[WORK INSTRUCTION]
In the copy, every record below must appear exactly as given, and no picture may appear.

[DATA SUPPLIED]
* * * *
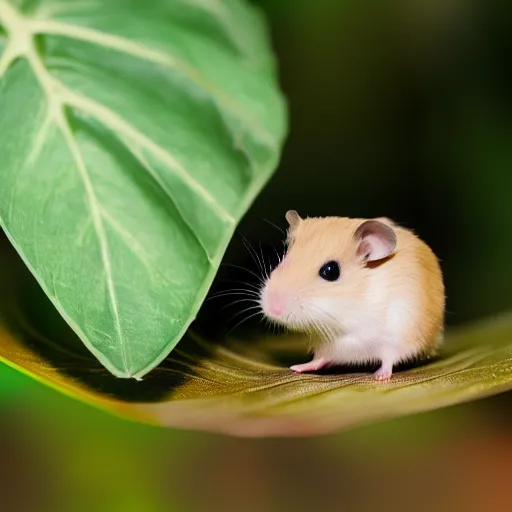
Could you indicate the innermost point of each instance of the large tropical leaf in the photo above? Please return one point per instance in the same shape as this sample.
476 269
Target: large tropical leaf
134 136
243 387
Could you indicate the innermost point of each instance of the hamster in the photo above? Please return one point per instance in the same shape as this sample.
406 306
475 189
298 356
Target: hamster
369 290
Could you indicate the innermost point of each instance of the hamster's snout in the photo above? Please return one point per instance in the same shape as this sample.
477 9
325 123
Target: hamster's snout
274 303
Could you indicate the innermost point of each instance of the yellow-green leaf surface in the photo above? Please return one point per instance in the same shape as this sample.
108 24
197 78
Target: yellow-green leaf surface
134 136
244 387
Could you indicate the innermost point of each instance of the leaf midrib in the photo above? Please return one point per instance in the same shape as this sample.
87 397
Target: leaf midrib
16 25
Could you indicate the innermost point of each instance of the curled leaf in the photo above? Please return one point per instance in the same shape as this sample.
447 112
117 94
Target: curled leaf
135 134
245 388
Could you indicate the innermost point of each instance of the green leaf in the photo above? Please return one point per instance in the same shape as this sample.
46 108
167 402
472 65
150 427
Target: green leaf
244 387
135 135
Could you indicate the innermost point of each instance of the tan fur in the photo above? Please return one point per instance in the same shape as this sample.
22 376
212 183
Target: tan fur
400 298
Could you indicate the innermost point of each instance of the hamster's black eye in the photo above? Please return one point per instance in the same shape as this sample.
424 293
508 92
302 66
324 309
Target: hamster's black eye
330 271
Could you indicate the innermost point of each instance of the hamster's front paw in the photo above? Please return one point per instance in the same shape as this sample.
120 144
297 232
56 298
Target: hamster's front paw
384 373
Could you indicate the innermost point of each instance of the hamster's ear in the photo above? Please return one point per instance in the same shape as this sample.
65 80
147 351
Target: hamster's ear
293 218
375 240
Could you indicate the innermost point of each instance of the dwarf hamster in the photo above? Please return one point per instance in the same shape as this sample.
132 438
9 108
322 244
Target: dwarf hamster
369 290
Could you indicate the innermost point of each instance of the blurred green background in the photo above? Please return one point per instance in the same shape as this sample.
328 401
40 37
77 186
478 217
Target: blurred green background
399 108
* * * *
[REPLY]
Could you indicate the innermost point of each instance of the large tropical leaf in the photo above? Please return one point per instance in the same shape as this sample.
476 269
Target: large tropical leaf
134 136
243 387
Could you indicate the innermost point of each instance of the hamster in the photo above? Please return one point per instance in the same shape as this sample.
406 306
475 189
298 356
Target: hamster
369 290
Could you indicate the innermost point of each instance of the hamster's snout in the photo above? Please return one point per instance in the same shape as this sample.
477 9
325 123
Target: hamster's snout
274 303
Could you indicate the innermost point of each instance of the yellow-green leaf surface in the photo above? Please return one point per instance in the same shape as this sample.
108 24
197 78
Target: yellow-green leaf surface
134 136
244 387
Could you indicate the innermost point of each instance of the leaf midrib in the photo above? Please return one point per instance in the same shape as this sample.
87 397
Target: leaf midrib
16 25
Could you indicate the innermost point of each instance of the curled leaf in the photo above? Please return one point per instance in the same shape as this sample.
447 112
117 94
Target: curled leaf
135 134
245 388
Could you indicate the innermost point of each instance of the green leaf in the photo above? Please return one point per instance in the same shape as this sample.
46 108
167 402
472 65
150 427
Target: green leaf
244 387
135 135
Could you indicate the innermost point of each instance of the tan fur in the photo above? Please return one point per instance in the same shape as this sample.
22 376
212 183
Target: tan fur
400 298
Could you indicate the innermost point of each instance of the hamster's black eye in the photo above? Please return one point per instance in the same shape as this sample.
424 293
508 92
302 66
324 309
Target: hamster's black eye
330 271
Could you indicate the innermost point of each instance of the hamster's front paw in the photo above? Please return one point per instance in the same shape as this sample.
120 144
297 232
56 298
Target: hamster's front paw
384 373
Could you indicate the innermost point of each instance of the hamster's ear in the photo above? Please return one point per instance in the same shape as this sample.
65 80
147 351
Target: hamster's ear
293 218
375 240
Could you indicate the innermost point of each instance of the dwarf hamster in the photo above? Please return one point per instance in the same shape as this sample.
132 438
9 108
322 244
Target: dwarf hamster
369 290
Could you indicate the innermost point of each instance of the blurred green background in the photo above? Please return one point per instance in the same shape as this sample.
328 401
40 37
77 186
478 217
Target: blurred green background
399 108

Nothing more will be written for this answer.